* Your objective: Your job with the data below: print everything from the line that holds "</instance>" down to the line that holds "box: [391, 120, 422, 247]", ends included, exactly, and nothing else.

* Data shown:
* * * *

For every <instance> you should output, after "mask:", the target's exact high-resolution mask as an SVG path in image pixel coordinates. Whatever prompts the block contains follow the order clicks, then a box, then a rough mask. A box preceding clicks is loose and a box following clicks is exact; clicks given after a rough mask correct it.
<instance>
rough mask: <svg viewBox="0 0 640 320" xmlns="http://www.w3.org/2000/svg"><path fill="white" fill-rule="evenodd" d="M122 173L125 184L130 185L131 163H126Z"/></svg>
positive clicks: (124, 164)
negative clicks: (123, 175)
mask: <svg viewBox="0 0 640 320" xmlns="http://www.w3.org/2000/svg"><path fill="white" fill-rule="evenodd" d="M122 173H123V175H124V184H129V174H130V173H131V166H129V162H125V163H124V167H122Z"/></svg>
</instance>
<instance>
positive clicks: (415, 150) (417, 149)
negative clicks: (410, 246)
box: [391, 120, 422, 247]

* * * *

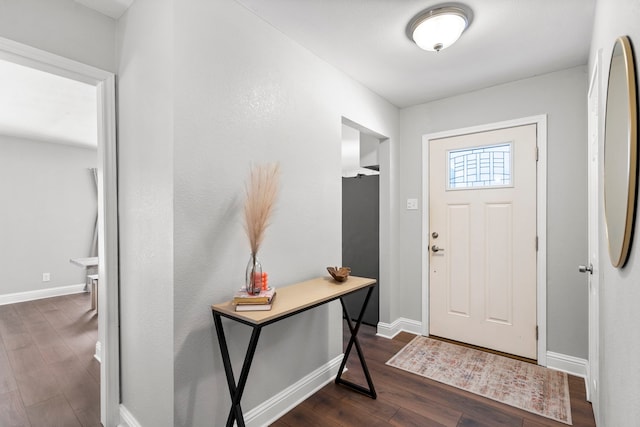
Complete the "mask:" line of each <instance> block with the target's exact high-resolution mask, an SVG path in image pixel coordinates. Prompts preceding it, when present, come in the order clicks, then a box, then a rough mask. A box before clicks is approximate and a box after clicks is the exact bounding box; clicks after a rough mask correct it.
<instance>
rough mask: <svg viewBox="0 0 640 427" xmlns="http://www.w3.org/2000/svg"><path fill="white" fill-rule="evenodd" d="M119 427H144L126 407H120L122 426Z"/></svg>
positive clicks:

* * * *

* Exercise output:
</instance>
<instance>
positive clicks: (415, 150) (417, 149)
negative clicks: (410, 246)
box: [391, 120, 422, 247]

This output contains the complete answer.